(Selected passage Opens)

Religion news in brief

AP News
Posted: Mar 21, 2012 1:27 PM
Religion news in brief

Annual tally finds drop in 2010 donation to churches

NEW YORK _ An annual report on North American congregations found that total donations to the churches declined by $1.2 billion in 2010, the second consecutive year denominations reported a drop in giving.

According to the latest Yearbook of American & Canadian Churches, congregations reported $29 billion in contributions for 2010, or $763 per capita, for a dip of 2.2 percent. Between 2008 and 2009, as the impact of the Great Recession continued, reported donations had dropped by $431 million.

The yearbook, published by the National Council of Churches, also tracks reported membership numbers for denominations. The Roman Catholic Church in the United States remains the largest religious group by far, with 68.2 million members, a growth rate of less than 1 percent in 2010.

Mainline Protestant denominations continued their decades-long decline in membership. The largest reported drop was in the Evangelical Lutheran Church in America, which was down 5.9 percent to 4.3 million members, the yearbook authors said.

The evangelical Southern Baptist Convention, the nation's second-largest religious group, reported a very small membership decline of less than 1 percent, but it was the fourth consecutive year the Southern Baptists reported a drop. Their 2010 membership stood at 16.1 million people.

Among the denominations that grew in 2010: The Church of Jesus Christ of Latter-day Saints, or Mormon church, reported a 1.6 percent jump, to 6.2 million members. The Assemblies of God, one of the more established Pentecostal denominations, reported a nearly 4 percent increase to just over 3 million members.

The National Council of Churches, based in New York, is an ecumenical group that includes Protestant, Anglican and Orthodox Christian denominations.



Hungary's law to reduce number of churches criticized by faith leaders

BUDAPEST, Hungary (AP) _ The head of the Council of Europe on Wednesday criticized a new law in Hungary that sharply reduced the number of officially recognized churches and changed the procedure they need to follow to gain that status.

Council of Europe Secretary-General Thorbjorn Jagland was in Budapest to meet with Prime Minister Viktor Orban and other leading government officials to discuss the church law and other recent ones regarding media and judicial reforms that have drawn international criticism.

Hungary's new church law, which requires parliamentary approval of churches by a two-thirds majority, sharply cut the number of officially recognized ones from more than 350 to 32.

Before the change, religious groups only had to register with the courts to gain official status and access to state subsidies and tax advantages.

"Our assessment is that overall it provides a generous framework for religious communities, but there are some problems," Jagland said of the law in an interview with The Associated Press. "We recognize that there was a need to avoid that some religious organizations or churches misuse the possibility to get public funding, but having said this, some of the provisions in the law are problematic."

(Selected passage Closes)

| Your goal |
Continue the religion news roundup from its final paragraph, the quotation from Jagland on Hungary's church law. None of the lines that follow are needed to complete the work here.

(Provided material Opens)

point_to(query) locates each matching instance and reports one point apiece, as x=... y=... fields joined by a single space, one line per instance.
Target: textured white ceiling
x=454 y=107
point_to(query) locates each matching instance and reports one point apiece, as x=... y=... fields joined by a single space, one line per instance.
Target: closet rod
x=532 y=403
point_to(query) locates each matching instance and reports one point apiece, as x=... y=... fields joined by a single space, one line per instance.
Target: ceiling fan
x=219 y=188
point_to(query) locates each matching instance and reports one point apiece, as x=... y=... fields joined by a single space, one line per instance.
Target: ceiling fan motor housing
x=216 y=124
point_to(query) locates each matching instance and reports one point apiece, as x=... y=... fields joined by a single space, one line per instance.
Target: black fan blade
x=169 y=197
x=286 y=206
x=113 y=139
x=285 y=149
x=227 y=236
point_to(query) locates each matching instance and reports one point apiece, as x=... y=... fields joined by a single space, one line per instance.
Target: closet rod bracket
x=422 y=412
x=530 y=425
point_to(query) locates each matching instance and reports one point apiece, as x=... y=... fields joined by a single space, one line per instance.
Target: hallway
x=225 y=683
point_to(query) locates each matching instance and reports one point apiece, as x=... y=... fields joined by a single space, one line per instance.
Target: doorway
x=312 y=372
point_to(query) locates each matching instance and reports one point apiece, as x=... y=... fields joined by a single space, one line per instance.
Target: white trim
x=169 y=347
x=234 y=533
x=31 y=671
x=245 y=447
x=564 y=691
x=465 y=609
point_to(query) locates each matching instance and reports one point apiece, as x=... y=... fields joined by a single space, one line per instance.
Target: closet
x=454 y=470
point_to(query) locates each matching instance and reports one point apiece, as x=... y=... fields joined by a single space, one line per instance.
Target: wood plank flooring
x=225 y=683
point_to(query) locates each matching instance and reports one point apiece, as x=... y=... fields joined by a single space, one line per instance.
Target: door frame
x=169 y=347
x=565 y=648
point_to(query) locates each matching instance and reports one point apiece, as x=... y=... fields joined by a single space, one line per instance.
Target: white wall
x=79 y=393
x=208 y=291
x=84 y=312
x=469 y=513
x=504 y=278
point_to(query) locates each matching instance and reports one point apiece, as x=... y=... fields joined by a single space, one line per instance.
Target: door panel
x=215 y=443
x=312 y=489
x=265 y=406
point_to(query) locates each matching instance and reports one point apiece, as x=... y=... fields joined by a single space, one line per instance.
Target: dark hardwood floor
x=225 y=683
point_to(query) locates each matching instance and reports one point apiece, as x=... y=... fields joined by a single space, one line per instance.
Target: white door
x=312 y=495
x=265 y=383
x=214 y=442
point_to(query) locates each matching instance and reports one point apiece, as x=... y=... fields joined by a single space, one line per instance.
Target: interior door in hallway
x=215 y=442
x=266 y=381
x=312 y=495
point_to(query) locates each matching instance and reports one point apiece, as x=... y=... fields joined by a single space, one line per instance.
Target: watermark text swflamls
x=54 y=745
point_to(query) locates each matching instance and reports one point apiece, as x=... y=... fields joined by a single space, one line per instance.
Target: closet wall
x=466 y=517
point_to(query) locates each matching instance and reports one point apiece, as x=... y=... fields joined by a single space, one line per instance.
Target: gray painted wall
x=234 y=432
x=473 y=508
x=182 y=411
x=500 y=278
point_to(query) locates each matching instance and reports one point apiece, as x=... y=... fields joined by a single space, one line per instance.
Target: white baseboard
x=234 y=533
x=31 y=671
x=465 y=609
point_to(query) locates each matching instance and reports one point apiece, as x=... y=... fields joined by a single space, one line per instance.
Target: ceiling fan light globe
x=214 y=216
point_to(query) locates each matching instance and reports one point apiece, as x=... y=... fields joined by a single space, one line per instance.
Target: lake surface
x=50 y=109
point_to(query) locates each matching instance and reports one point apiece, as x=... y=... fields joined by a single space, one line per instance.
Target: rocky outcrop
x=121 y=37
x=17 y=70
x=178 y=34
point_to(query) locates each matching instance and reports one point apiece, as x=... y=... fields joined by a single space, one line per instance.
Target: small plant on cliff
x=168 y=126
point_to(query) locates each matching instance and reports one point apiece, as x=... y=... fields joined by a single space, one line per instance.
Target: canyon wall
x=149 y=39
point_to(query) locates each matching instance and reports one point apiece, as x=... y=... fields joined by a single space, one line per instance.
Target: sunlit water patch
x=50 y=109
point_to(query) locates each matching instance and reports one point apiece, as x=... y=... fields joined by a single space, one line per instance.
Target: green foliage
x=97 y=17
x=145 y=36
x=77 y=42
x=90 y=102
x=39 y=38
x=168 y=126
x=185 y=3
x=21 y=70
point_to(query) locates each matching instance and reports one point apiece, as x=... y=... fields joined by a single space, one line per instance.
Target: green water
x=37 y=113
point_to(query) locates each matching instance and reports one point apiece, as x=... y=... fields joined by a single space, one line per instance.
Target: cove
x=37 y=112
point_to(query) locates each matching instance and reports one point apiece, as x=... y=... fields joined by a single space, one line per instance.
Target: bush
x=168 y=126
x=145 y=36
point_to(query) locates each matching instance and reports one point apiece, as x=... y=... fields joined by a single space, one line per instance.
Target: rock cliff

(Provided material Closes)

| Exercise output |
The government has said the law was needed to filter out "business churches," for-profit organizations carrying out no religious activities. But the role of lawmakers in such decisions has raised suspicions that in some cases political considerations have outweighed applicants' religious and social merits.

There is now a list of qualifications churches must meet to be recognized, but lawmakers do not have to explain their decisions, leaving applicants in the dark about the reasons for their rejection.


SC man gets 7 years for defrauding church workers of $2.5M in health insurance premiums

COLUMBIA, S.C. (AP) _ A South Carolina man has been sentenced to seven years in prison on federal charges that he defrauded church workers out of $2.5 million in health insurance premiums.

William Madison Worthy was sentenced Tuesday in Greenville. A judge ordered him to undergo treatment for alcoholism and pay restitution, which will be calculated later.

Worthy pleaded guilty last year to insurance crimes affecting interstate commerce. Worthy and one of his companies collected more than $3.5 million in health premiums between 2004 and 2006. Prosecutors said $1 million in medical claims were paid, but the remaining $2.5 million was diverted to bank accounts that Worthy controlled.

The victim was Fellowship Services, a provider of employment benefits for pastors and church workers.


Methodist-built chapel likely to be razed after storm

ALEXANDRIA, Ky. (AP) _ A northern Kentucky chapel, built as a Methodist church 156 years ago, will likely be torn down after a storm wrecked it.

The building is known as Wesley Chapel and it belongs to a board that oversees a cemetery that is on the same property.

Kenny Fossitt, a board member, said the damage may prove too expensive to repair.

About 400 graves around the chapel in Campbell County date to the early 1800s. It was built with two front entrance doors _ one for men and the other for women.

The congregation that used the building closed it in 1993. It was badly damaged in a storm March 2.